■ Problem:
Which lines of the entries hold the string "distant"? Copy each one.
Dataset records Start Marker
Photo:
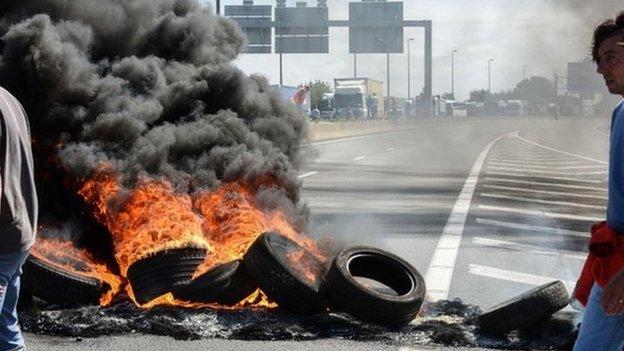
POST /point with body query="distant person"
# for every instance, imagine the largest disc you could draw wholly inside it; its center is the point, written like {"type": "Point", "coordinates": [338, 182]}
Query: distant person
Dataset records End Marker
Dataset records Start Marker
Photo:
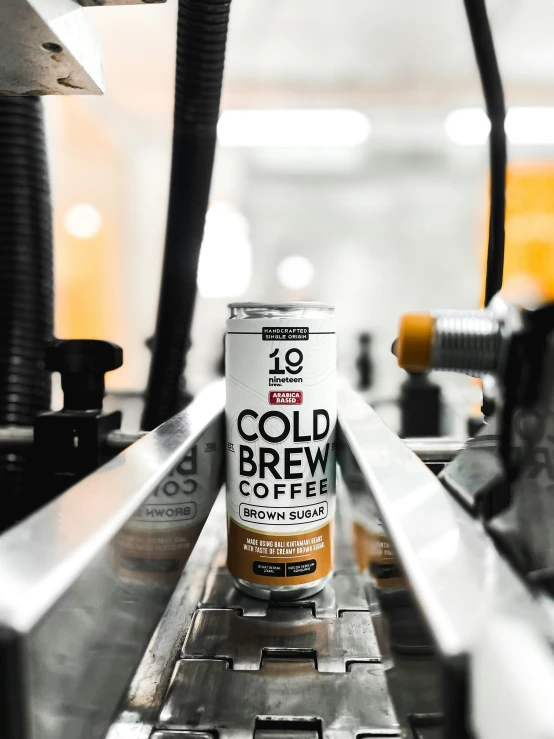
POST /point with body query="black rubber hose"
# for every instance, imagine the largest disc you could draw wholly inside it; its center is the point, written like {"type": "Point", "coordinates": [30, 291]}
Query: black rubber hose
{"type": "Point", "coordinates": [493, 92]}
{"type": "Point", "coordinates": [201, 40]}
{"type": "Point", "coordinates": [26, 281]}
Dataset records End Marker
■ Response to this task:
POST /point with body query="distant person"
Query: distant person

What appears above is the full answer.